__STATED EXERCISE__.
Please copy out every one of the lines below that contains the word "bottom".

** start THE INPUT **

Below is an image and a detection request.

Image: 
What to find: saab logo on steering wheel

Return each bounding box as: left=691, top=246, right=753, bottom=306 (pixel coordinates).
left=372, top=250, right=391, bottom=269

** end THE INPUT **
** start THE INPUT **

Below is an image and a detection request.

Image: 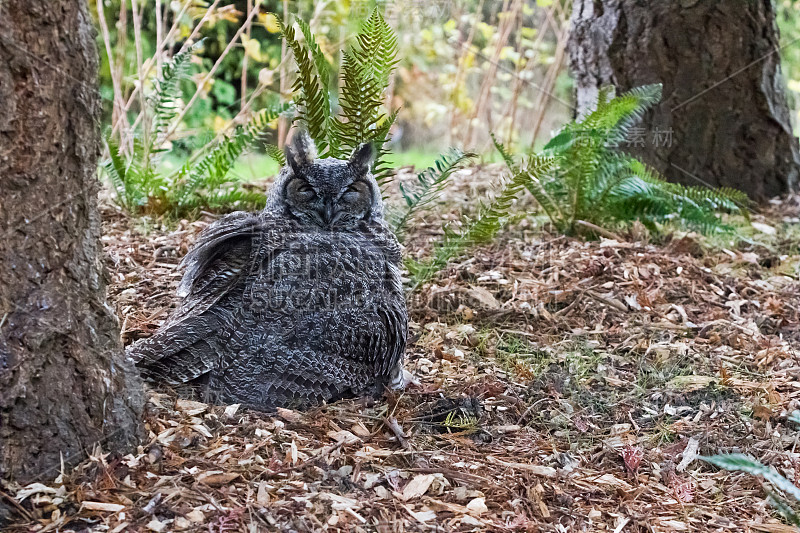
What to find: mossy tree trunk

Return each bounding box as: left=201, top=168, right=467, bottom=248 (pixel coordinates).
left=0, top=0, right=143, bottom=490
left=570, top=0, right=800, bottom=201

** end THE INPUT **

__FINAL RESULT__.
Return each bounding box as: left=691, top=246, right=753, bottom=306 (pixel coordinates).
left=372, top=250, right=391, bottom=269
Return each bounding box as: left=201, top=168, right=467, bottom=248 (pixel coordinates).
left=0, top=0, right=143, bottom=490
left=570, top=0, right=800, bottom=201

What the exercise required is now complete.